● Given instruction
Copy every entry exactly as given, minus the images.

● Data in this exercise
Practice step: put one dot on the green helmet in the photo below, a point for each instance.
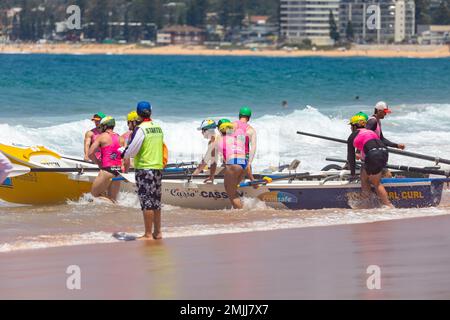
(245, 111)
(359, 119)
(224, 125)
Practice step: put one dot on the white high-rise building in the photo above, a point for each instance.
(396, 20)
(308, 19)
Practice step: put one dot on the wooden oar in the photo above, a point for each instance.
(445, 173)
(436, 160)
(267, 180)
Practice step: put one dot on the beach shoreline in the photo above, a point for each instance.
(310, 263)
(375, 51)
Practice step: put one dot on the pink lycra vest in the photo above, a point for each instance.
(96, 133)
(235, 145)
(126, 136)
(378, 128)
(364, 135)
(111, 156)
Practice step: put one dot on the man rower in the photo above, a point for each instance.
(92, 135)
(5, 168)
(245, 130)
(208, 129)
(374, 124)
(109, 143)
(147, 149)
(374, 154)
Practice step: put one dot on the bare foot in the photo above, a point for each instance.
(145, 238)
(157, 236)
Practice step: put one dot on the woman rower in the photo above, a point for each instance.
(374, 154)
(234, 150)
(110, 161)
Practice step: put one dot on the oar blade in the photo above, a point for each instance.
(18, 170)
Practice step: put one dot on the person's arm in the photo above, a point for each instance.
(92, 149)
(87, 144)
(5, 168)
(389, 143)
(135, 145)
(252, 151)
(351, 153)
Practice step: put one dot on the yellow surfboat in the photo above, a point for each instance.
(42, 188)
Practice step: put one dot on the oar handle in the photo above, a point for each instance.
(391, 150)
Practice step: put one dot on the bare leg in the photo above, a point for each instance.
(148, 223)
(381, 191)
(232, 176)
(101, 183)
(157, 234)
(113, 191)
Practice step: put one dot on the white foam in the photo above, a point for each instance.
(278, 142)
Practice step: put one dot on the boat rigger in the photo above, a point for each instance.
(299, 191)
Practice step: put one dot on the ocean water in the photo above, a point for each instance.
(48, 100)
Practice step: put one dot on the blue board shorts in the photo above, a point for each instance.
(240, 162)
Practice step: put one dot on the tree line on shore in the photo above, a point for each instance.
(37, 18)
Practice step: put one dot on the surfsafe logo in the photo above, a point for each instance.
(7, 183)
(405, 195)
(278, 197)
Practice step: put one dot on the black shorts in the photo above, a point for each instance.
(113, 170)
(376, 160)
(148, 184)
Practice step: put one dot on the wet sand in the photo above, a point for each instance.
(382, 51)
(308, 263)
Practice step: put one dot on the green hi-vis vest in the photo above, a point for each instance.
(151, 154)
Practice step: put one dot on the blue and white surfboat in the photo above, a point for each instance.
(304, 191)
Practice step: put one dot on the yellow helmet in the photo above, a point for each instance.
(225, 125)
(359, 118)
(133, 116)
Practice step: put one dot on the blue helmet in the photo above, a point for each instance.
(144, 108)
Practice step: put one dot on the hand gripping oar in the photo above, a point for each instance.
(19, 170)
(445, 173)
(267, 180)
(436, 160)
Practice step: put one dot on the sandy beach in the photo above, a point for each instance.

● Final answer
Practice step: put one dot on the green helmet in the photo below, a point for each instance.
(245, 111)
(359, 119)
(224, 125)
Practice step: put one dot on the white high-rise building in the photo above, a point for each instance.
(396, 20)
(308, 19)
Practice step: put one dot on the wooden oar in the photo above, a point for each instance.
(445, 173)
(436, 160)
(267, 180)
Practice step: put one dot on the beach shoreline in the photo above, a point for each instance.
(310, 263)
(375, 51)
Practice step: put one dot on the pink lycra vest in the photo above, a point for each instance.
(96, 133)
(235, 145)
(126, 136)
(378, 128)
(364, 135)
(111, 156)
Practice step: put one dot on the man rower in the photo above, a point for each instance.
(92, 135)
(5, 168)
(245, 130)
(208, 129)
(374, 124)
(109, 143)
(147, 149)
(374, 154)
Practice step: put one dot on the bare foot in the photo above, a point for each instance.
(145, 238)
(157, 236)
Practice step: put one dot on the woman rower in the photo above, a point for each instance.
(374, 154)
(234, 150)
(110, 161)
Practice step: put one dot on the oar blade in the photo above, a point for each instance.
(18, 170)
Practice step: put one dot on the person's arm in the photo above, a point for each instance.
(92, 149)
(87, 144)
(5, 168)
(389, 143)
(135, 145)
(252, 151)
(351, 153)
Practice step: put one dot on the yellow surfboat in the photo above, a point for each instance.
(42, 188)
Practice step: put one dot on the oar handle in the photo above, a point for each instance.
(391, 150)
Practice step: put one dot on the bare leg in the photo above, a point for each instance.
(148, 223)
(381, 191)
(232, 176)
(101, 183)
(157, 234)
(113, 191)
Practice step: put one dot on the white foam in the photo above, a point for each instance.
(278, 142)
Practice step: put one dot on the boat rigger in the photo above, a point for each instance.
(299, 191)
Practice step: put one dot on the ocean water in the photo above, a point for each instance.
(48, 100)
Practice step: put one dot on the blue board shorts in the photo above, a point for each instance.
(240, 162)
Practice step: put one dot on the tree line on shore in the photo above, a point for each instance.
(37, 18)
Practice step: put one dot on the surfsafe logo in the photo above, a point for each instance.
(7, 183)
(405, 195)
(278, 197)
Practice step: put one dot on the black shorts in the photo above, a point for each instance.
(113, 170)
(376, 160)
(148, 184)
Practice step: put one dot on the wet sand in the photo above, a point for each instance.
(382, 51)
(308, 263)
Practice step: put one dot on the green hi-vis vest in the photo above, a point for each instance.
(151, 154)
Practice step: put one dot on the blue and white surfboat in the photo above, a point for each instance.
(304, 191)
Practice step: put one dot on the yellow helmet in the photo above, a point for each instance.
(225, 125)
(359, 118)
(133, 116)
Practice step: put one dot on the blue helmet in the photo above, a point for each instance.
(144, 108)
Practice step: put one dot on the hand gripping oar in the photo above, a point for each instance.
(19, 170)
(445, 173)
(267, 180)
(436, 160)
Practice step: put one dot on the sandy beach in the photo above, a point for each instance.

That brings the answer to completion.